#### [Exercise material]
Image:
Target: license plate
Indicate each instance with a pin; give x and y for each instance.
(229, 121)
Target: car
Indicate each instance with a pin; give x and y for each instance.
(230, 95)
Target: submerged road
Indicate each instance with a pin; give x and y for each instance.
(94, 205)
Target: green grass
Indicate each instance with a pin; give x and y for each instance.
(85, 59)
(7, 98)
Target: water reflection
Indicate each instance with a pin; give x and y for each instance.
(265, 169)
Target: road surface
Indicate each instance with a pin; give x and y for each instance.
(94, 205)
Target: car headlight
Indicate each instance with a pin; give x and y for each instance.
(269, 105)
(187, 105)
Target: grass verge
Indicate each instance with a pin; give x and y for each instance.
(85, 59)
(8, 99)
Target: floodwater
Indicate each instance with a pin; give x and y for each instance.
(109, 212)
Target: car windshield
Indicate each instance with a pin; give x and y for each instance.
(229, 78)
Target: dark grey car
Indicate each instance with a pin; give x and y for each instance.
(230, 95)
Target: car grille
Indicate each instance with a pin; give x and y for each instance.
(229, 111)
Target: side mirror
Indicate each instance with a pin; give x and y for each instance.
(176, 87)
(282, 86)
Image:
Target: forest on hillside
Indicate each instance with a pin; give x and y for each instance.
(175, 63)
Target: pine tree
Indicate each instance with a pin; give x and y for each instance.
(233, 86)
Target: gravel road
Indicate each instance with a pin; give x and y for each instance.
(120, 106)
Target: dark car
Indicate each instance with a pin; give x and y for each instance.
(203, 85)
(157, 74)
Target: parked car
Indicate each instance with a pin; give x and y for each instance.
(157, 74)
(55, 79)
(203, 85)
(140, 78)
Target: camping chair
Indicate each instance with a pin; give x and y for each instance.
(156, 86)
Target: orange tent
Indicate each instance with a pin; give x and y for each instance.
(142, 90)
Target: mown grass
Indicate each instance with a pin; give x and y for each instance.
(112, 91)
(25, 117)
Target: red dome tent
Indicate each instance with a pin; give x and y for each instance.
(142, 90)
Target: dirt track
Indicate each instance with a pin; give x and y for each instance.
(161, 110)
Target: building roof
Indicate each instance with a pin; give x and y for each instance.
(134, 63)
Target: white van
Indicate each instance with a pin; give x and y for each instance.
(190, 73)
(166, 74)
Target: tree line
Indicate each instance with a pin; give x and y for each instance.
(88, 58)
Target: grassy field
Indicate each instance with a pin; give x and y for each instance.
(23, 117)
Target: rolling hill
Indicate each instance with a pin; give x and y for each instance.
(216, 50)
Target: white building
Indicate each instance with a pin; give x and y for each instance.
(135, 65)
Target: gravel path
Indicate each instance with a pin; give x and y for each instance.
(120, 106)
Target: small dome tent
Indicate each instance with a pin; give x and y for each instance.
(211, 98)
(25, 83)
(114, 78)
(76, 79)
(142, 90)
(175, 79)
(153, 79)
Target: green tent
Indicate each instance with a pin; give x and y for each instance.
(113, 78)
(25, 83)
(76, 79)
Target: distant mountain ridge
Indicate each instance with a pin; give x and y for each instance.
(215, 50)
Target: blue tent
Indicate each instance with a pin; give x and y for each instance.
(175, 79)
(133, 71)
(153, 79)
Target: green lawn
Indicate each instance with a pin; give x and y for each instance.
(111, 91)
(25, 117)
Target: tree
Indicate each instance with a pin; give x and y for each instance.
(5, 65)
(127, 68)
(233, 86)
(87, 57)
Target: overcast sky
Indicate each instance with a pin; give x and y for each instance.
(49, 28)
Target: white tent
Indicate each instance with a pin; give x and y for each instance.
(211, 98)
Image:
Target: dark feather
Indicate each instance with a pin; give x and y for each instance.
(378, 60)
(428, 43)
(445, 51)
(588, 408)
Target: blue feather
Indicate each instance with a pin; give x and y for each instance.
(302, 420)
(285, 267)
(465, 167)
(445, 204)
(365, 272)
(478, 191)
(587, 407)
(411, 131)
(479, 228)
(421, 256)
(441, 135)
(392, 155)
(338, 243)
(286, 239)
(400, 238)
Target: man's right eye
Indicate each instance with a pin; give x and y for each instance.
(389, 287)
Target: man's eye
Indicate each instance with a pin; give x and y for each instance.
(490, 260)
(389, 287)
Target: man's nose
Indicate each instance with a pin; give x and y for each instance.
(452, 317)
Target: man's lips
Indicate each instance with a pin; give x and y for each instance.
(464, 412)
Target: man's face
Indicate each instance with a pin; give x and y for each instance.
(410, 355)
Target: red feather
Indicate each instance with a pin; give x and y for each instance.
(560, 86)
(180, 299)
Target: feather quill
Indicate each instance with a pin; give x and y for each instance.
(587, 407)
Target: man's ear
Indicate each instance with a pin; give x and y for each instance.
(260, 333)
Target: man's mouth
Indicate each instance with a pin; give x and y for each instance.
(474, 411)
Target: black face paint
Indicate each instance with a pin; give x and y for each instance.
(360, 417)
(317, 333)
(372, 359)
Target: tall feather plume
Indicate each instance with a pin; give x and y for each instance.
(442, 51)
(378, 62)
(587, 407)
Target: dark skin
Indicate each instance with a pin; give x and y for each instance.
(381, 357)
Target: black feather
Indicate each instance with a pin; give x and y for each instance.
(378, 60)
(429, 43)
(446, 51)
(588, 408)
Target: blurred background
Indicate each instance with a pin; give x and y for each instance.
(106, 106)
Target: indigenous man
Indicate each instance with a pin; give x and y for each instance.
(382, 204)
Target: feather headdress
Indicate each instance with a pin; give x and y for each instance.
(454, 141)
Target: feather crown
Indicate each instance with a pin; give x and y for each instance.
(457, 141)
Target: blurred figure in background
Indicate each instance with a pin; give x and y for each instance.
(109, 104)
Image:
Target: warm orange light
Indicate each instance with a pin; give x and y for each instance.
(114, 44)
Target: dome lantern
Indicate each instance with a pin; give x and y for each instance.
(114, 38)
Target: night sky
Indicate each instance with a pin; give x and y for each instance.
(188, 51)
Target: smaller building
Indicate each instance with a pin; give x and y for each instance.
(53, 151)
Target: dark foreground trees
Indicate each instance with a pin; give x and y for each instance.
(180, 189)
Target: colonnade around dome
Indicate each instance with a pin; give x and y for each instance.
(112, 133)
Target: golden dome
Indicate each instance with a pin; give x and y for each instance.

#### [Task objective]
Starting from the top of the records and ending at the line that contains "Target: dirt track", repeat each line exactly and return only those lines.

#### [Exercise response]
Image:
Target: license plate
Indicate each instance with a pin; give x and y for each instance.
(229, 121)
Target: car
Indicate each instance with a pin; give x and y for each instance.
(230, 95)
Target: submerged road
Indicate each instance with a pin; give x and y for each instance.
(94, 205)
Target: green grass
Indicate each instance with a pin; give x and y for each instance.
(85, 59)
(7, 98)
Target: water reflection
Indicate each instance with a pin; give x and y for each instance.
(265, 169)
Target: road surface
Indicate each instance with a pin; give x and y for each instance.
(94, 205)
Target: car headlight
Indicate each instance with a pin; give x and y for each instance.
(269, 105)
(187, 105)
Target: grass verge
Indicate each instance with a pin; give x and y for each instance.
(85, 59)
(8, 99)
Target: floodwater
Indicate each instance with a pin; give x and y for each instance.
(109, 212)
Target: car windshield
Indicate each instance with a pin; give x and y for each instance.
(229, 78)
Target: dark grey car
Indicate each instance with a pin; give x and y for each instance.
(230, 95)
Target: car grille
Indicate each instance with a pin; give x and y for each instance.
(229, 111)
Target: side mirror
Indicate each instance with a pin; give x and y for each instance.
(176, 87)
(282, 86)
Image:
Target: forest on hillside
Indicate each instance with a pin; give x and y for each instance.
(175, 63)
Target: pine tree
Indicate each instance with a pin; give x and y for each instance.
(233, 86)
Target: gravel road
Indicate each instance with a pin; give x and y for each instance.
(120, 106)
Target: dark car
Indicate each instance with a pin; give x and y for each instance.
(203, 85)
(157, 74)
Target: parked car
Indicate each instance with a pin; give x and y for each instance.
(157, 74)
(55, 79)
(203, 85)
(140, 78)
Target: camping chair
Indicate each instance with a pin; give x and y for each instance.
(156, 86)
Target: orange tent
Indicate each instance with a pin; give x and y for each instance.
(142, 90)
Target: mown grass
Indicate each instance with a pin; give x and y for each instance.
(112, 91)
(25, 117)
Target: red dome tent
Indicate each instance with a pin; give x and y for each instance.
(142, 90)
Target: dirt track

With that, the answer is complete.